↓↓↓

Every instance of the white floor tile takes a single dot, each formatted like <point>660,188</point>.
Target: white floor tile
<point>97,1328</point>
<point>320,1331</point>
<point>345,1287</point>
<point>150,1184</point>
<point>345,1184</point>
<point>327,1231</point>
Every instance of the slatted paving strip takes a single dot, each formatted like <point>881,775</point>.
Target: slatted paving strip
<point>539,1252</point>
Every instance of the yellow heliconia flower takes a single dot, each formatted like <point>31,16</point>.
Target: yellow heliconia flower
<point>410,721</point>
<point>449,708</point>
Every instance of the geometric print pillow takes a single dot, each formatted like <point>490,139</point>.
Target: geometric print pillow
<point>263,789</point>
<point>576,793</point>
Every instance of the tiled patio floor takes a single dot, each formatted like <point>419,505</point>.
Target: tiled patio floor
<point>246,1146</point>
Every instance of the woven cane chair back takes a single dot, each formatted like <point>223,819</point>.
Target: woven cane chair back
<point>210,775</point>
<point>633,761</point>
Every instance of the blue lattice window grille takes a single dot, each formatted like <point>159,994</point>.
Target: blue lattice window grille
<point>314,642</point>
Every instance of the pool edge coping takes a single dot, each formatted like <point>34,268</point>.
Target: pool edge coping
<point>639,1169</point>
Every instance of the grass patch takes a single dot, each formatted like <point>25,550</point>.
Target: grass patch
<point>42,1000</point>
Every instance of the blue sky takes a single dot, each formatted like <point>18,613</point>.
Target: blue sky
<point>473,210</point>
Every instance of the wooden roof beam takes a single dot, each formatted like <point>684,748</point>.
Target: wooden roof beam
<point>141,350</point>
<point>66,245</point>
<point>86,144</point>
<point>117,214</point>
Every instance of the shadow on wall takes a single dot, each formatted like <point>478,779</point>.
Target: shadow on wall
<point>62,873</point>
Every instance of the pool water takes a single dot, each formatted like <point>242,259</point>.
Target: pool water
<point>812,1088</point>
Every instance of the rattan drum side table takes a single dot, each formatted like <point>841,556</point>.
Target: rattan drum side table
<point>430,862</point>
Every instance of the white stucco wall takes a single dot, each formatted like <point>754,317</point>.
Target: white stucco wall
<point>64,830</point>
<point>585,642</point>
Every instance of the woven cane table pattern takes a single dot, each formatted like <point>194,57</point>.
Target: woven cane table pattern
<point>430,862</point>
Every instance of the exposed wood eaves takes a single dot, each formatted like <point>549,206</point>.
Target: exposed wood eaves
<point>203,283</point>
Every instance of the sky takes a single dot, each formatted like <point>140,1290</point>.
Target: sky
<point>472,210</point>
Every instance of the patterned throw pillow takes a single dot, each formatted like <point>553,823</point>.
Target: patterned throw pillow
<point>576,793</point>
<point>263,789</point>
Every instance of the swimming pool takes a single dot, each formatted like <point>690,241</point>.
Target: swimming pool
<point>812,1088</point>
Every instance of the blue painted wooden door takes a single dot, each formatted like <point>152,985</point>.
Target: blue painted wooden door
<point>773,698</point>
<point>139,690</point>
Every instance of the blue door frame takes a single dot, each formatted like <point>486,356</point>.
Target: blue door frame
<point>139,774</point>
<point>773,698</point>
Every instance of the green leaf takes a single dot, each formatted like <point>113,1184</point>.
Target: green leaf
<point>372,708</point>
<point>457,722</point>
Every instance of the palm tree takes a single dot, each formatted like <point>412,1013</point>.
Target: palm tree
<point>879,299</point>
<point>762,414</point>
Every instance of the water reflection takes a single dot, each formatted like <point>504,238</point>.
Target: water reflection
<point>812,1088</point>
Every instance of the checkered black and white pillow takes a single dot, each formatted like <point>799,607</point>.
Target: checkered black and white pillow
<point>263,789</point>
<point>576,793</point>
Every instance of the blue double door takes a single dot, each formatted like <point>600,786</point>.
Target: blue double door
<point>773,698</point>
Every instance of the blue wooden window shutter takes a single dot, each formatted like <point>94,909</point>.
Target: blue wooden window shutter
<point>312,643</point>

↑↑↑
↓↓↓

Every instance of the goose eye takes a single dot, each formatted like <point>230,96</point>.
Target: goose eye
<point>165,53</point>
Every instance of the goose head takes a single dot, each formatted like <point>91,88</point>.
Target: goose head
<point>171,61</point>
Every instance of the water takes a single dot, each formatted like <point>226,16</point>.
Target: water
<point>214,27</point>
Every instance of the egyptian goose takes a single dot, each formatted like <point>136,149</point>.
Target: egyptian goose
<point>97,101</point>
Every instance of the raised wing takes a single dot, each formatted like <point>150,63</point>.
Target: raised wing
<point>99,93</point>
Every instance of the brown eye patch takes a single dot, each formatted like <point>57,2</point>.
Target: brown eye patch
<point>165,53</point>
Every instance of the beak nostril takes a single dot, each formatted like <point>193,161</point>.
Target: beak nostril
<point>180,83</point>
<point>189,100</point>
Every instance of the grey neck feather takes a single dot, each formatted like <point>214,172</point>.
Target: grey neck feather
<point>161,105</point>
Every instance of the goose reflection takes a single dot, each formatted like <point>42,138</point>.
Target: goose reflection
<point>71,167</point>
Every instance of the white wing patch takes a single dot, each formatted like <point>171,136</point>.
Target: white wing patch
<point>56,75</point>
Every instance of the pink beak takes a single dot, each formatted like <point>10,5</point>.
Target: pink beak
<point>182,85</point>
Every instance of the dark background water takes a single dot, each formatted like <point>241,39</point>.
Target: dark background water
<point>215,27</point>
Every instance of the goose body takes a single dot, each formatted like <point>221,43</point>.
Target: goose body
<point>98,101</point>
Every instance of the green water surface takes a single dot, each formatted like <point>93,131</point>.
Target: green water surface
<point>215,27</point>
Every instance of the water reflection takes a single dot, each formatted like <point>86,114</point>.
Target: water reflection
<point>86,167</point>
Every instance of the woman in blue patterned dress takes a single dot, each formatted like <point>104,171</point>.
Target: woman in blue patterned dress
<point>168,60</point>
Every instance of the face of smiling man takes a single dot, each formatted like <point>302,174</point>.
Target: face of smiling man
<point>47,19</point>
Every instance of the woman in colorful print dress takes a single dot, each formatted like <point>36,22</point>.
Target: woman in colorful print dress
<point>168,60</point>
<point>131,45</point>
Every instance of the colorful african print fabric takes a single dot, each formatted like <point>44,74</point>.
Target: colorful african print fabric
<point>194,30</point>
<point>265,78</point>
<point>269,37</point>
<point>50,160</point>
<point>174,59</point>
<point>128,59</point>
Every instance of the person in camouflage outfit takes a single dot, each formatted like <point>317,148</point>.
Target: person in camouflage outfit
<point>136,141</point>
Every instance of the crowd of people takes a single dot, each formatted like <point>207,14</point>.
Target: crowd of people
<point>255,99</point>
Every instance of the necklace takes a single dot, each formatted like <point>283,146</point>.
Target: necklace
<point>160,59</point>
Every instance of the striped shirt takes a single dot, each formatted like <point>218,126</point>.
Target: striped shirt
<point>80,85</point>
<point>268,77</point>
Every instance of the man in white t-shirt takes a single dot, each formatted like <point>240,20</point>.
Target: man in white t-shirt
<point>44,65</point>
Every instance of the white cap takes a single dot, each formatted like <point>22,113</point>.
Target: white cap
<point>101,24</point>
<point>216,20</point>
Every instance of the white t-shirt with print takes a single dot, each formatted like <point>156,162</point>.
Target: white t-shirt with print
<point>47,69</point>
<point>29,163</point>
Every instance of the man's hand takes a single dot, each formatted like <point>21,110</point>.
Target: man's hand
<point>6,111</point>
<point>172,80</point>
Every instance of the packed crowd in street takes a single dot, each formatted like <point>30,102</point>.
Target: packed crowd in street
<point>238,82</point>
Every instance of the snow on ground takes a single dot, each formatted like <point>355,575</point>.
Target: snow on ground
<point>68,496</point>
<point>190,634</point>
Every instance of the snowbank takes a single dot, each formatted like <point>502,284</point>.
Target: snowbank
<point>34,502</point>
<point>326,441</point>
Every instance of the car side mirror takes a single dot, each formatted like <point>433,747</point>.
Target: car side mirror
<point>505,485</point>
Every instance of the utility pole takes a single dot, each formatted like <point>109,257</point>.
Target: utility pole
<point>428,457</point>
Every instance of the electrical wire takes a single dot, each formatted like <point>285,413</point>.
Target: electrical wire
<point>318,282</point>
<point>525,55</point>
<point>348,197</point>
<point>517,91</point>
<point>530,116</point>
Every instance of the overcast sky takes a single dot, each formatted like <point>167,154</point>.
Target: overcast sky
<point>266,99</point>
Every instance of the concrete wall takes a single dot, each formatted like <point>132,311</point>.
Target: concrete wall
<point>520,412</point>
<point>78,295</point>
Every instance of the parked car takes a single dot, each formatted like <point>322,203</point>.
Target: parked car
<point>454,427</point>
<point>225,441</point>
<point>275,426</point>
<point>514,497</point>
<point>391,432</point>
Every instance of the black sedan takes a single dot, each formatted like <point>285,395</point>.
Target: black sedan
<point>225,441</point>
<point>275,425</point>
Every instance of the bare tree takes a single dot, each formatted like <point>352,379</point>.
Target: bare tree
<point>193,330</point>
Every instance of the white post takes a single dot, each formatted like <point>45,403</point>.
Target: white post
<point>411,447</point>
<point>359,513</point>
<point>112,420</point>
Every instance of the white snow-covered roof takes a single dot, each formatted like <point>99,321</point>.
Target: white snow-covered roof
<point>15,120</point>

↑↑↑

* **THE EXERCISE**: Please pull out each line of the material above that contains the string "brown", with case counting.

* **RIGHT ANSWER**:
Every instance of the brown eye patch takes a single dot, each formatted like <point>57,2</point>.
Target: brown eye patch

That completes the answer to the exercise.